— Items listed in a dataset —
----

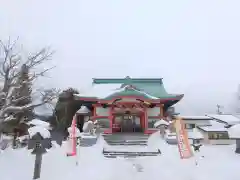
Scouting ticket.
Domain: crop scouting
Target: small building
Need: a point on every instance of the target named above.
(192, 122)
(227, 119)
(216, 134)
(128, 104)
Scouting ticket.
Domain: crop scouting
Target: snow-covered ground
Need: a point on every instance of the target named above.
(219, 162)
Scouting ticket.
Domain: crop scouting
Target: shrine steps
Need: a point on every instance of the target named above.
(126, 139)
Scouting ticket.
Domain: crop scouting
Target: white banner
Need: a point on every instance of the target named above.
(182, 138)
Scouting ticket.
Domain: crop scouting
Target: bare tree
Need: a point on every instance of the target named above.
(11, 63)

----

— Your assignment —
Each record above must be retyped exactly as given, with the images excluded.

— Task solution —
Scouting ticket.
Domain: crop scouting
Target: small building
Need: a point on every instance of the target named above.
(192, 122)
(227, 119)
(216, 134)
(128, 104)
Scouting ticket.
Domain: crop scouting
Target: snow-covered ground
Need: a point on every instance of the target named above.
(219, 162)
Scouting ticket.
Domain: crop scouting
Target: shrine steps
Need: a point on every instance of the target named above.
(126, 139)
Scouting ticket.
Domain: crop scouting
Target: white banner
Need: a point on every instance of the target named above.
(182, 138)
Scouting ticket.
Domain: crop scouting
Target: bare tree
Need: a point on every instance of the target named above.
(11, 63)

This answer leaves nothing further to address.